__Passage__

The head coach of Spain had been collecting another award. As long he is in charge of the reigning world and European champions, these prizes will keep coming and requiring Del Bosque to take to the stage and collect them.

And as long as Del Bosque stays in the job, he will be partly remembered as the manager who dared go strikerless and made it work.

The issue cropped up again as soon as he landed back in Madrid from Brazil.

He had just named his squad for Spain's forthcoming World Cup qualifiers, against Finland and France.

As he expected, he was asked about the balance of the group, and about the limited number of out-and-out forwards.

There was no Fernando Torres, of Chelsea, among the names he had listed. David Villa, now back from the broken leg which ruled the Barcelona man out of last summer's triumph at the European Championship, is in the party, but cannot be certain of starting, despite his pedigree as the country's all-time leading goalscorer in internationals.

Alvaro Negredo, the Sevilla centre-forward, is included, but, as ever, has the look of a back-up option.

Del Bosque soon found himself praising Cesc Fabregas, the midfielder who in Spain's most recent round of friendlies was positioned as the furthest forward player in Spain's formation, just as he had been at various times during Euro 2012.

"Fabregas has enriched our team," said Del Bosque, whose first use of the player in an unusual role excited much theorising about the tactical evolution of the sport in general.

Del Bosque is not alone in having reconsidered the value of the orthodox No 9.

Over the last few days, Germany's Joachim Low has been busy explaining why, for the forthcoming World qualifiers against Kazakhstan, he named a squad including just one recognised frontman.

Miroslav Klose, the veteran centre-forward, is unavailable because of injury. Any assumption the powerful Mario Gomez, of Bayern Munich, will automatically start in his place is misplaced.

Gomez, despite a prolific 2011/12 campaign, is not commanding a starting berth at his club.

"You don't always have to have a big, strong player in that role," Low told reporters.

"Small, mobile players can make life very hard in tight spaces for central defenders."

__What to work on__
1. In the article about Del Bosque's strikerless Spain, which two teams are Spain's forthcoming World Cup qualifiers against?
2. Write out the article about Del Bosque's strikerless Spain from "And as long" to "a back-up option.".

__Record set__
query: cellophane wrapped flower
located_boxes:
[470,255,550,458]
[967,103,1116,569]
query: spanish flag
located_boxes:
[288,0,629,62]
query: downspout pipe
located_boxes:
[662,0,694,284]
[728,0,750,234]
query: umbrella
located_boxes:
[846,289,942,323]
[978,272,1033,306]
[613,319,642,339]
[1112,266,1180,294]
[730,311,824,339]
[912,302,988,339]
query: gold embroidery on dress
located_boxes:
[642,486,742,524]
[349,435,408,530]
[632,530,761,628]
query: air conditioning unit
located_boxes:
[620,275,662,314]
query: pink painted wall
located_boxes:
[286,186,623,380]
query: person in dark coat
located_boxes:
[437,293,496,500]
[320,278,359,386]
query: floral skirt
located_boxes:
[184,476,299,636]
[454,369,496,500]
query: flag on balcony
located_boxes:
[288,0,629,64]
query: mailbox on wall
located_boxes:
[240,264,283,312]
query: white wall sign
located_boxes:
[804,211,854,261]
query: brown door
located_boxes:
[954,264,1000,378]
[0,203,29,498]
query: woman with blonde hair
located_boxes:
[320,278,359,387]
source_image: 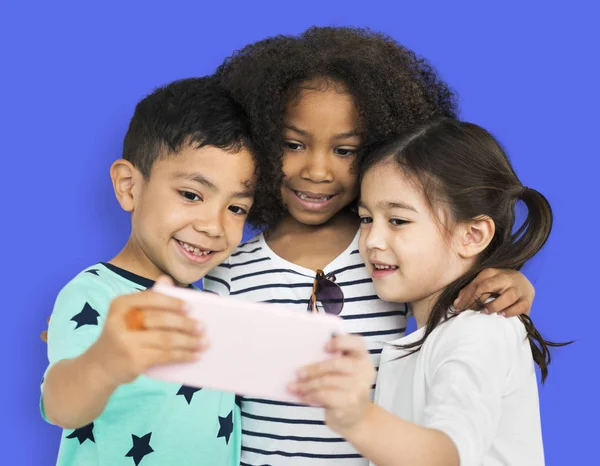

__Set of answers__
1. Finland and France.

2.
And as long as Del Bosque stays in the job, he will be partly remembered as the manager who dared go strikerless and made it work.

The issue cropped up again as soon as he landed back in Madrid from Brazil.

He had just named his squad for Spain's forthcoming World Cup qualifiers, against Finland and France.

As he expected, he was asked about the balance of the group, and about the limited number of out-and-out forwards.

There was no Fernando Torres, of Chelsea, among the names he had listed. David Villa, now back from the broken leg which ruled the Barcelona man out of last summer's triumph at the European Championship, is in the party, but cannot be certain of starting, despite his pedigree as the country's all-time leading goalscorer in internationals.

Alvaro Negredo, the Sevilla centre-forward, is included, but, as ever, has the look of a back-up option.